## Stated goal
Filter the listing below and copy out every line that contains the string "Query", treating uppercase and lowercase letters as distinct.

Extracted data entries

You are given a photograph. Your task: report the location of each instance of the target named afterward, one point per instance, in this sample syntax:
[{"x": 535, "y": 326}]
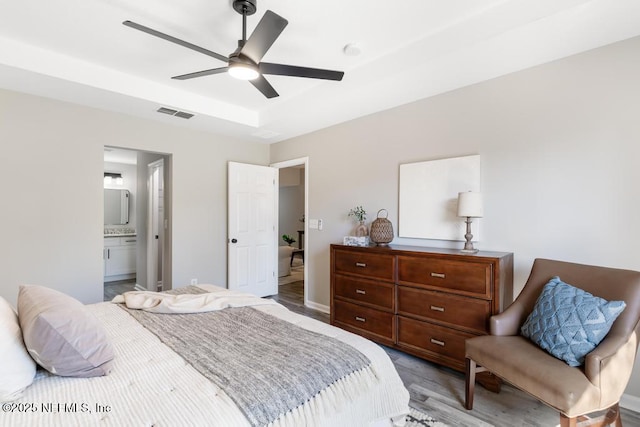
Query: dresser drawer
[
  {"x": 371, "y": 265},
  {"x": 377, "y": 322},
  {"x": 464, "y": 277},
  {"x": 441, "y": 343},
  {"x": 379, "y": 294},
  {"x": 464, "y": 312}
]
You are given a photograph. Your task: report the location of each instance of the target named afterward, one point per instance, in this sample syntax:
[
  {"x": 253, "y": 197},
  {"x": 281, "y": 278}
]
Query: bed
[{"x": 150, "y": 384}]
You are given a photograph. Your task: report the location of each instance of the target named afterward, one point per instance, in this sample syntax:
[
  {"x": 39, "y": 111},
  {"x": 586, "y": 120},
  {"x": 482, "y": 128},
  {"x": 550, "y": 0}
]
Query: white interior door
[{"x": 252, "y": 240}]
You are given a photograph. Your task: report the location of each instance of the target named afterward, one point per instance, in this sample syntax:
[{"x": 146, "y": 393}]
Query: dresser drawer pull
[{"x": 437, "y": 342}]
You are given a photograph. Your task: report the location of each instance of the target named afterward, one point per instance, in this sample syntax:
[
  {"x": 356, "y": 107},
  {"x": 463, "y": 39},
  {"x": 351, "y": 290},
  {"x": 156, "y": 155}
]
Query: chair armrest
[
  {"x": 609, "y": 365},
  {"x": 509, "y": 321}
]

## Response below
Query: dresser drawer
Query: bed
Query: white interior door
Query: dresser drawer pull
Query: chair armrest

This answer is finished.